SOURCE PASSAGE: Begin
I want to get the categories that are used for public transit. Gemini helped me find the likely categories from the CSV file. I reviewed its list of high-likelihood categories, took out one category and added a few others. I live in near Seattle and I'm familiar with Paris, so looked at the results from that query to find some categories that are not public transit.

In [3]:
import wkls

transit_test_df = sedona.sql('''
SELECT
    id,
    names.primary as name,
    basic_category,
    categories,
    geometry,
    addresses[0] as address
FROM wherobots_open_data.overture_maps_foundation.places_place
WHERE
    categories.primary IN (
        'metro_station', 'ferry_service', 'trains' ,'bike_sharing', 'transportation', 'public_transportation',
        'park_and_rides', 'car_sharing', 'railway_service', 'bicycle_sharing_location', 'light_rail_and_subway_stations',
        'train_station', 'bus_station', 'cable_car_service', 'transport_interchange', 'water_taxi'
    )
    AND
    (
        ST_Within(geometry, ST_GeomFromWKT("''' + wkls.us.wa.seattle.wkt() + '''")) OR
        ST_Within(geometry, ST_GeomFromWKT("''' + wkls.fr.idf.paris.wkt() + '''"))
SOURCE PASSAGE: End
PROVIDED DATA: Begin
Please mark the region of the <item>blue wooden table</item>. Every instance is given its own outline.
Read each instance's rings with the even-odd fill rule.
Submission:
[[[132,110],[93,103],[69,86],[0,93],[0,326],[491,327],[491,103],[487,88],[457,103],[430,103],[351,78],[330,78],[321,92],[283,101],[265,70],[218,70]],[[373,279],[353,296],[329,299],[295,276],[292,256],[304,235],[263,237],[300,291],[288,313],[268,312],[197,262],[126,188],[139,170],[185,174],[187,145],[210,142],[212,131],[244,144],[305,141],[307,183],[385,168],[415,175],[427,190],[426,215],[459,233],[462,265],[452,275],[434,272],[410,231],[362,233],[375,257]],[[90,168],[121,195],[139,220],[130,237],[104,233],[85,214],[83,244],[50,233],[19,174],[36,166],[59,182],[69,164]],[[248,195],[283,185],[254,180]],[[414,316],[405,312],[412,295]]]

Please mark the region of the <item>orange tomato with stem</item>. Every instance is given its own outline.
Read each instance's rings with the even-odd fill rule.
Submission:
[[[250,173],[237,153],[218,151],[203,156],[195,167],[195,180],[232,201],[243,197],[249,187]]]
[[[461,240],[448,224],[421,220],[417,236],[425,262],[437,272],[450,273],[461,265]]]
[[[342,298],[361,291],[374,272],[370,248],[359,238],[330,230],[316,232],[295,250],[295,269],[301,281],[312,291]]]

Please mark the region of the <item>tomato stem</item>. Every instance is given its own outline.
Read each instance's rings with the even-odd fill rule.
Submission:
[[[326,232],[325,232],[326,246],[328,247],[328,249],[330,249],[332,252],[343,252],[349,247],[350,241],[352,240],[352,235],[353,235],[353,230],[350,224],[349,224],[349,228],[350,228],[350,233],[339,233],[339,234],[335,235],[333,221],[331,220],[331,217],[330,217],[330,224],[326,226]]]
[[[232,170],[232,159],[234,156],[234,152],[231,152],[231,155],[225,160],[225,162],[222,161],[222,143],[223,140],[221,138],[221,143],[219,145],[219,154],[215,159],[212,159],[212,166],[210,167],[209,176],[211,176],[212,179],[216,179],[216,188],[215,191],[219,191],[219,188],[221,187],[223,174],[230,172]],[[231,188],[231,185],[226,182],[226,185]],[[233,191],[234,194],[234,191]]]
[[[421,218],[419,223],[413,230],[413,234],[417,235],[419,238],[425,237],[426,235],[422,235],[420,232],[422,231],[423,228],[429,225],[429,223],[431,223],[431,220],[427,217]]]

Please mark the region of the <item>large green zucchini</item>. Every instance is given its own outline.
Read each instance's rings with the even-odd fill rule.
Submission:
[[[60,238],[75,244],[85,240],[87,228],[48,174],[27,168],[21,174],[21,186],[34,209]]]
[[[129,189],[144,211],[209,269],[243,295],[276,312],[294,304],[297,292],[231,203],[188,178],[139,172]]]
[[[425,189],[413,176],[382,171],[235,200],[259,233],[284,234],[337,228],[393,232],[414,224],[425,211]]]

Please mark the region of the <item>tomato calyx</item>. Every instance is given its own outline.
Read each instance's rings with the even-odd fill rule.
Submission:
PROVIDED DATA: End
» **PROBLEMS AND TASKS**
1. Answer these questions about the transit query excerpt:
(a) What helped the writer find the likely categories from the CSV file?
(b) Which two cities does the query restrict geometry to?
(c) Which table does the query select from?
2. Carry on the transit query excerpt from the point where it stops.

» **ANSWER SECTION**
1.
(a) Gemini
(b) Seattle and Paris
(c) wherobots_open_data.overture_maps_foundation.places_place

2.
    )
''')

transit_test_df.show()

FloatProgress(value=0.0, layout=Layout(width='auto'), style=ProgressStyle(bar_color='black'))



+--------------------+--------------------+--------------------+--------------------+--------------------+--------------------+
|                  id|                name|      basic_category|          categories|            geometry|             address|
+--------------------+--------------------+--------------------+--------------------+--------------------+--------------------+
|64144b3d-7b15-4ab...| Eagle Cabulance LLC|transportation_lo...|{transportation, ...|POINT (-122.27014...|{8105 Rainier Ave...|
|f47d68b9-35dc-4ba...|Link Light Rail d...|transportation_lo...|{transportation, ...|POINT (-122.27510...|{NULL, Seattle, N...|
|f696a827-183b-41f...|Link Light Rail-O...|transportation_lo...|{transportation, ...|POINT (-122.28175...|{7100 Martin Luth...|
|af41a50f-3bc5-424...|     Othello Station|       train_station|{train_station, [...|POINT (-122.28152...|{7100 Martin Luth...|
|e674c4ca-a514-4f3...|Rainier Beach sta...|       train_station|{train_station, [...|POINT (-122.27936..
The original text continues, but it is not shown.